======== The data
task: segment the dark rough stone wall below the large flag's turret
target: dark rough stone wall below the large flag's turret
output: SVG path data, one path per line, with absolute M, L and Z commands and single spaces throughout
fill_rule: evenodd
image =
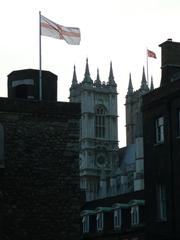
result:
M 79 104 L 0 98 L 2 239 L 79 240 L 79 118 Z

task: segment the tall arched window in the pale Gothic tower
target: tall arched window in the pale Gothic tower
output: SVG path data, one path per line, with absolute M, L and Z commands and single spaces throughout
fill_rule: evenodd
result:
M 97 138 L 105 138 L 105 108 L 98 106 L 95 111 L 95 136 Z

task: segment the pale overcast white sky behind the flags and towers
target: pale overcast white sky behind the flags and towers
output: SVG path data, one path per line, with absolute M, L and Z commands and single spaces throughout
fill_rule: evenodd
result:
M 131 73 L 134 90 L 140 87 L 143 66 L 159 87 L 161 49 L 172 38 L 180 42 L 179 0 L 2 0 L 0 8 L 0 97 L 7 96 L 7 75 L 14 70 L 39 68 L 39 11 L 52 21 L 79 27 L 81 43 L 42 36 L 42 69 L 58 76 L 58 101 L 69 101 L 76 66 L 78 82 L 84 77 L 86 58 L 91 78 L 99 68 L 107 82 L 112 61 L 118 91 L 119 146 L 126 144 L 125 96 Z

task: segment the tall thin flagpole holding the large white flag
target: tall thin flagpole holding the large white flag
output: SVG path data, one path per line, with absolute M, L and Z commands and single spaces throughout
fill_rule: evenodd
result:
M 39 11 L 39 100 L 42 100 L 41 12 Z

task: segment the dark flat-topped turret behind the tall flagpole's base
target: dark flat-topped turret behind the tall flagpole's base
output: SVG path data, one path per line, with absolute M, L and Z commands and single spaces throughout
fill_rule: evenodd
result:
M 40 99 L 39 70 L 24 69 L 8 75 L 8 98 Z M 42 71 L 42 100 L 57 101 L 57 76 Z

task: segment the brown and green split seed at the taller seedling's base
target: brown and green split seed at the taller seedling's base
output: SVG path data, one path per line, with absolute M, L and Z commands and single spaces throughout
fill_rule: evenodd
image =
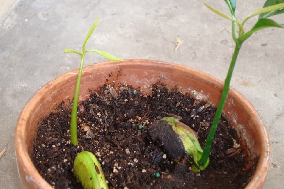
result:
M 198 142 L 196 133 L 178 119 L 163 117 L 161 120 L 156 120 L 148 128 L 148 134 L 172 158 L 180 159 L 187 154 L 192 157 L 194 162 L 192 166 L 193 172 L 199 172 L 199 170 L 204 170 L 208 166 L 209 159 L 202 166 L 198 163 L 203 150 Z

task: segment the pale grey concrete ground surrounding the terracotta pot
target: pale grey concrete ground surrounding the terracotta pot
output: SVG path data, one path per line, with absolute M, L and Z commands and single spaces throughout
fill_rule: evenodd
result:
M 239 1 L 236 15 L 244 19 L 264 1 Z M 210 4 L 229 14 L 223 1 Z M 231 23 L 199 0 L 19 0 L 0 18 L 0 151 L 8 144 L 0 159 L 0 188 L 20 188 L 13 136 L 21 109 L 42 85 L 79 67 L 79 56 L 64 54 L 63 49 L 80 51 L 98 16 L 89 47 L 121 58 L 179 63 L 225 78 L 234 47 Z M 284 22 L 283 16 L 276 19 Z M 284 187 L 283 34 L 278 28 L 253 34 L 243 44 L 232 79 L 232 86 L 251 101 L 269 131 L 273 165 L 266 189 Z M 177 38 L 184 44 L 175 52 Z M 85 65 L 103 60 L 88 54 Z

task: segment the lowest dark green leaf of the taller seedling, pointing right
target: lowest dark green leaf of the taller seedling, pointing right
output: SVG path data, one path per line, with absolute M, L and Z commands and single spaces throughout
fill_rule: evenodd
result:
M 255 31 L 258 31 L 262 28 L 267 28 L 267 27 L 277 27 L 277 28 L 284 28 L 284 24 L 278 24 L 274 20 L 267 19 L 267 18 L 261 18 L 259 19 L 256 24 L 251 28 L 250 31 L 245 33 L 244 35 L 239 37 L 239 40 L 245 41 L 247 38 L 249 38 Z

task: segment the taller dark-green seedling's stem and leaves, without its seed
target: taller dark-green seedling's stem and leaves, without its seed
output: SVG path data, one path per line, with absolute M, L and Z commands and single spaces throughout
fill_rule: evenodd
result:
================
Instructions to follow => Leave the pictures out and output all of the data verbatim.

Output of the task =>
task: segment the dark rough stone wall below the large flag's turret
target: dark rough stone wall below the large flag's turret
output: SVG path data, one path per line, with absolute M, L and Z commands and single spaces throughout
fill_rule: evenodd
image =
result:
M 79 104 L 0 98 L 2 239 L 79 240 L 79 118 Z

task: segment the tall arched window in the pale Gothic tower
target: tall arched window in the pale Gothic tower
output: SVG path data, one path per line, with absolute M, L and Z commands and single spaces throughout
fill_rule: evenodd
result:
M 97 138 L 105 138 L 105 108 L 98 106 L 95 111 L 95 136 Z

task: segment the pale overcast white sky behind the flags and towers
target: pale overcast white sky behind the flags and towers
output: SVG path data, one path per line, with absolute M, L and Z commands and single spaces throughout
fill_rule: evenodd
result:
M 131 73 L 134 90 L 140 87 L 143 66 L 159 87 L 161 49 L 172 38 L 180 42 L 179 0 L 2 0 L 0 8 L 0 97 L 7 96 L 7 75 L 14 70 L 39 68 L 39 11 L 52 21 L 79 27 L 81 43 L 42 36 L 42 69 L 58 76 L 58 101 L 69 101 L 76 66 L 78 82 L 84 77 L 86 58 L 91 78 L 99 68 L 107 82 L 112 61 L 118 91 L 119 146 L 126 144 L 125 96 Z

task: segment the tall thin flagpole holding the large white flag
target: tall thin flagpole holding the large white flag
output: SVG path data, one path per line, with absolute M, L and Z commands and single spaces throughout
fill_rule: evenodd
result:
M 39 11 L 39 100 L 42 100 L 41 12 Z

task: segment the dark flat-topped turret behind the tall flagpole's base
target: dark flat-topped turret behind the tall flagpole's base
output: SVG path data, one path per line, with absolute M, L and Z commands and single spaces throughout
fill_rule: evenodd
result:
M 40 99 L 39 70 L 24 69 L 8 75 L 8 98 Z M 42 71 L 42 100 L 57 101 L 57 76 Z

task: segment the brown and green split seed at the taller seedling's base
target: brown and green split seed at the taller seedling's base
output: SVG path data, one path per line, with absolute M, L and Z commands and single spaces throughout
fill_rule: evenodd
image =
result:
M 198 142 L 196 133 L 178 119 L 163 117 L 161 120 L 156 120 L 148 128 L 148 134 L 172 158 L 180 159 L 187 154 L 192 157 L 194 162 L 192 166 L 193 172 L 199 172 L 199 170 L 204 170 L 208 166 L 209 159 L 202 166 L 198 163 L 203 150 Z

task: segment the pale grey concrete ground surrounding the terracotta pot
target: pale grey concrete ground surrounding the terracotta pot
output: SVG path data, one path per line, with absolute M, L and Z commands and single spaces throughout
fill_rule: evenodd
result:
M 239 1 L 236 15 L 244 19 L 264 1 Z M 210 4 L 229 14 L 223 1 Z M 231 23 L 199 0 L 19 0 L 0 18 L 0 151 L 8 144 L 0 159 L 0 188 L 20 188 L 13 136 L 21 109 L 42 85 L 79 67 L 79 56 L 64 54 L 63 49 L 80 51 L 98 16 L 89 47 L 121 58 L 179 63 L 225 78 L 234 47 Z M 284 22 L 283 16 L 276 19 Z M 284 187 L 283 34 L 278 28 L 253 34 L 243 44 L 232 79 L 232 86 L 251 101 L 269 131 L 273 165 L 266 189 Z M 177 38 L 184 44 L 175 52 Z M 85 65 L 103 60 L 88 54 Z

task: segment the lowest dark green leaf of the taller seedling, pointing right
target: lowest dark green leaf of the taller seedling, pointing right
output: SVG path data, one path per line, with absolute M, L and Z commands and single spaces throughout
fill_rule: evenodd
result:
M 255 31 L 258 31 L 262 28 L 267 28 L 267 27 L 277 27 L 277 28 L 284 28 L 284 24 L 278 24 L 274 20 L 267 19 L 267 18 L 261 18 L 259 19 L 256 24 L 251 28 L 250 31 L 245 33 L 244 35 L 239 37 L 239 40 L 245 41 L 247 38 L 249 38 Z

task: segment the taller dark-green seedling's stem and leaves, without its seed
target: taller dark-green seedling's stem and leaves, without its seed
output: SVG path data, one path per line, with absolute M, L and Z commands and single spaces throughout
fill_rule: evenodd
result:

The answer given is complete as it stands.